Task goal: Without skipping any entry, transcribe the data word for word.

[Dataset items]
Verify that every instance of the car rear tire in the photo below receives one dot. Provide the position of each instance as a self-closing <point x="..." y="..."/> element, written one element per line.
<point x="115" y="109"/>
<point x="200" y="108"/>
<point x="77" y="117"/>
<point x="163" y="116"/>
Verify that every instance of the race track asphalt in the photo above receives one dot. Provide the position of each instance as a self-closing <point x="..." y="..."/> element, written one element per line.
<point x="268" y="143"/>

Solution to this exercise:
Verify that every instance of the car rear tire in the photo below receives one dot. Provide the position of each instance as a self-closing <point x="..." y="..."/> element, written one element per line.
<point x="115" y="109"/>
<point x="200" y="108"/>
<point x="77" y="117"/>
<point x="163" y="116"/>
Verify that every instance of the race track asphalt in the photo above receives one dot. Provide the position of each instance as a self-closing <point x="..." y="..."/> element, written one element per line.
<point x="268" y="143"/>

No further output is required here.